» **Tasks**
A - On the attention parameters page below, what default value is given for attention_template?
B - Retype the part of the attention parameters page below starting with "Mandatory parameters" and going on through "vector for attention.".
C - Turn the paragraph of the attention parameters page below that begins "This is for the Theano backend" into a short bulleted list that keeps its main facts.

Skip to content

Old: Theano Attention Parameters

Albert Zeyer edited this page Aug 12, 2021 · 1 revision

This is for the Theano backend. The settings are not compatible with the TensorFlow backend. The settings are meant for the rec-layer.

Mandatory parameters

  • base: The layer that attention mechanism uses as its base. If you don't specify this parameter, encoder is taken as the base.
  • recurrent_transform: If this parameter is set to "attention_list", then attention is enabled for the layer.

Additional parameters

  • attention_template
    Size of the template vector for attention.
    Default: 128

  • attention_distance
    Different types of possible distance functions to create the energy vector from previous state of the decoder and the final state of the encoder.
    Possible values:

    • "l2" : Euclidean distance
    • "sqr" : Squared distance
    • "dot" : Dot product
    • "l1" : L1 norm
    • "cos" : Cosine similarity
    • "rnn" : Exponential Linear Units [https://arxiv.org/pdf/1511.07289v1.pdf]

    Default : "l2"

  • attention_norm
    Different types of possible normalizations that can be done to obtain the alpha weights for attention.
    Possible values:

    • "exp" : Exponential normalization
    • "sigmoid" : Sigmoid normalization
    • "lstm : Normalization with an LSTM

    Default : "exp"

  • attention_sharpening
    Degree by which you would like to sharpen/scale your attention weights. Default: 1.0

  • attention_nbest
    Selects n highest alpha weights to enable attending to the corresponding states alone instead of attending to the entire sequence.

  • attention_glimpse
    Number of glimpses into previous decoder states.
    Default : 1

» **Supplied data**

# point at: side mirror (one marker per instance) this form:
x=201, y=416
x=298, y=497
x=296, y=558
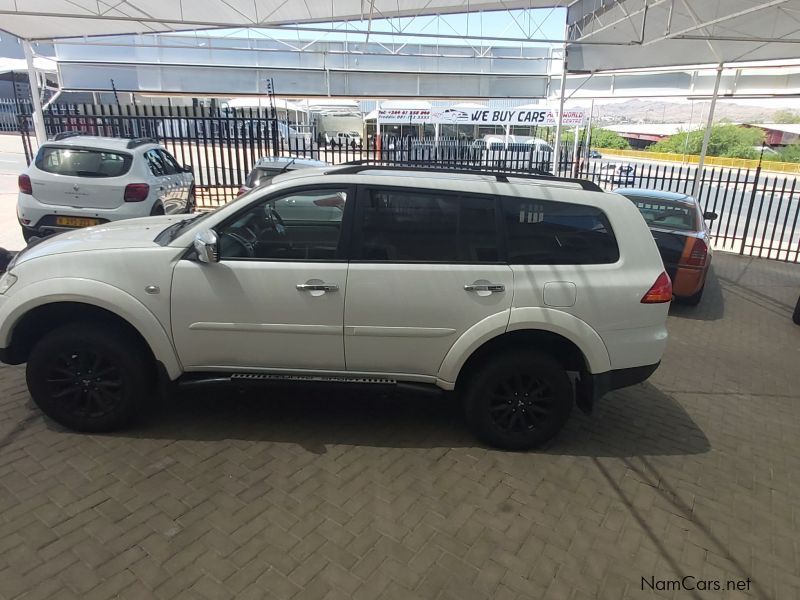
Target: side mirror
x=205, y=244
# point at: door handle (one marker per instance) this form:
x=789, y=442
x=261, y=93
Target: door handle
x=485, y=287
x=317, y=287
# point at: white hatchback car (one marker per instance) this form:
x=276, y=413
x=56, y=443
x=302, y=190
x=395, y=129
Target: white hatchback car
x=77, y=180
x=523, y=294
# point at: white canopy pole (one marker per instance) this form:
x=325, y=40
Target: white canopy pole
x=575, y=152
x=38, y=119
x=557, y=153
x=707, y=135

» **The replies**
A - 128

B -
Mandatory parameters

  • base: The layer that attention mechanism uses as its base. If you don't specify this parameter, encoder is taken as the base.
  • recurrent_transform: If this parameter is set to "attention_list", then attention is enabled for the layer.

Additional parameters

  • attention_template
    Size of the template vector for attention.

C -
- For the Theano backend
- Not compatible with the TensorFlow backend
- Meant for the rec-layer